Do this: Reproduce the lines below verbatim, starting with the first line and stopping after the line that contains "[462,334,601,448]".
== Stored rows
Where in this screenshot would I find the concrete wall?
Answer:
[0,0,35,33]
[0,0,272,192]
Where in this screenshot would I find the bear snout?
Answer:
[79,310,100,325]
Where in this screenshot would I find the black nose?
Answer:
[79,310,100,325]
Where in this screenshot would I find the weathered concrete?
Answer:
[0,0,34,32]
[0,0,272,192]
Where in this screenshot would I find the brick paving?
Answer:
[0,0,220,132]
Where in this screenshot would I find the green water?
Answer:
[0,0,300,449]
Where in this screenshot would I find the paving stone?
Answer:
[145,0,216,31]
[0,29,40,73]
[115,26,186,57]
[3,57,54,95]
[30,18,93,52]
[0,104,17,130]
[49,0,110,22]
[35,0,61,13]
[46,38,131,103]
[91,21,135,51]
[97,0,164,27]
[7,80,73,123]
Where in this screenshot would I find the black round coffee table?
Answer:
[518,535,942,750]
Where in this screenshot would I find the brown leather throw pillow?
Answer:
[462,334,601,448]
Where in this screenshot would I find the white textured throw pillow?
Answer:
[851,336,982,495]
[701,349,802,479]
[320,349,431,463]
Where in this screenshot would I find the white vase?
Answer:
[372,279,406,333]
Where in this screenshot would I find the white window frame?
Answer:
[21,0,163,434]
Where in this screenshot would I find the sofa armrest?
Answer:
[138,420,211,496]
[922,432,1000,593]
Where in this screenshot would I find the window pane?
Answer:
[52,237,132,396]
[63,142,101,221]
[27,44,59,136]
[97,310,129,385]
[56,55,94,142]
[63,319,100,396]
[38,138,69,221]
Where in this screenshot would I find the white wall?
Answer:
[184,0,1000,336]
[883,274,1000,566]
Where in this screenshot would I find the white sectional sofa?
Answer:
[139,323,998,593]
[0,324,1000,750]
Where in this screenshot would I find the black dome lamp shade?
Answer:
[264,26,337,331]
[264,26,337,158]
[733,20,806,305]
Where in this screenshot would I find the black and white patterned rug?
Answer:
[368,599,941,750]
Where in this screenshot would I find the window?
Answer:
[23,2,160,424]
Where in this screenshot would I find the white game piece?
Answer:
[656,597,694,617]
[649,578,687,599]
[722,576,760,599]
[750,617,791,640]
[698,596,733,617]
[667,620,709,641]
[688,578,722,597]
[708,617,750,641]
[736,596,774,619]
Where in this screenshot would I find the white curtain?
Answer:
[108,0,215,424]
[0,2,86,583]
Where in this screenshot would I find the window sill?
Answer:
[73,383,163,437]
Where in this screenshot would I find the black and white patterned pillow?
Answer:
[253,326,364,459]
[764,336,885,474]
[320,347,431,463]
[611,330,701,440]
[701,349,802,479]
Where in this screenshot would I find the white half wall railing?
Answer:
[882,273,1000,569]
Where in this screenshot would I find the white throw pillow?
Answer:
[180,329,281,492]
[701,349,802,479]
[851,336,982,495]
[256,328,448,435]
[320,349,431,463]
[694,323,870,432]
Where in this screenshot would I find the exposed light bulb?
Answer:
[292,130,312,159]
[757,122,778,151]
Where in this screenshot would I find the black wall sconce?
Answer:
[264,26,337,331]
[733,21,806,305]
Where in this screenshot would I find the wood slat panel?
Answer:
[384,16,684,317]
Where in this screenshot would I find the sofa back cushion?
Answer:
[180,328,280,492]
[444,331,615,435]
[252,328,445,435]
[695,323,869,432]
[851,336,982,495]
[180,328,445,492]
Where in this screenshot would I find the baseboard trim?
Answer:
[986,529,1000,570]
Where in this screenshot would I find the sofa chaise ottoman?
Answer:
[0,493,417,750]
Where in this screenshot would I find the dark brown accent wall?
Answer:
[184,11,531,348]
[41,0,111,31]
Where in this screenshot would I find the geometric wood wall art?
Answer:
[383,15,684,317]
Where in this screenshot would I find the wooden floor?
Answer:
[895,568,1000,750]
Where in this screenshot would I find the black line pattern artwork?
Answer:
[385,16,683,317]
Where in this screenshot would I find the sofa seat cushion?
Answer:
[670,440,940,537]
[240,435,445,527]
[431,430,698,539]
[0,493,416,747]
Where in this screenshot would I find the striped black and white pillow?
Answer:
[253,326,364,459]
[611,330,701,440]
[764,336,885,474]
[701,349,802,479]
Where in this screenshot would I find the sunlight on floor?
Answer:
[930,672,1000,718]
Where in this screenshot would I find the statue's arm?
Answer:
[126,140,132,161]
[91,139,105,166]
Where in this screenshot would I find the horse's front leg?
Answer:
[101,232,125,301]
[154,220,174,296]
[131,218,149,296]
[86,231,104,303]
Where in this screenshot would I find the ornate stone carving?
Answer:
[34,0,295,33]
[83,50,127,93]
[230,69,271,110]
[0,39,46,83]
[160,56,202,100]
====
Reply to the task:
Where in this screenshot would I find the concrete wall?
Answer:
[0,0,35,33]
[0,0,272,192]
Where in this screenshot would I find the bear snout?
Answer:
[79,310,100,325]
Where in this screenshot would I find the black nose?
Answer:
[79,310,100,325]
Where in this screenshot would I find the weathered concrete?
Answer:
[0,0,34,32]
[0,0,272,192]
Where in this screenshot would I find the brick paving?
Answer:
[0,0,220,132]
Where in this screenshot would I find the green water?
Answer:
[0,0,300,449]
Where in this screenshot would I find the paving stone?
Answer:
[145,0,216,31]
[0,29,40,73]
[115,26,186,57]
[3,57,54,95]
[30,18,93,52]
[0,104,17,130]
[49,0,110,22]
[35,0,61,13]
[46,38,131,103]
[91,21,135,51]
[97,0,164,27]
[7,80,73,123]
Where in this screenshot would I find the black round coffee table?
Answer:
[518,535,942,750]
Where in this screenshot would I find the brown leather throw pillow?
Answer:
[462,334,601,448]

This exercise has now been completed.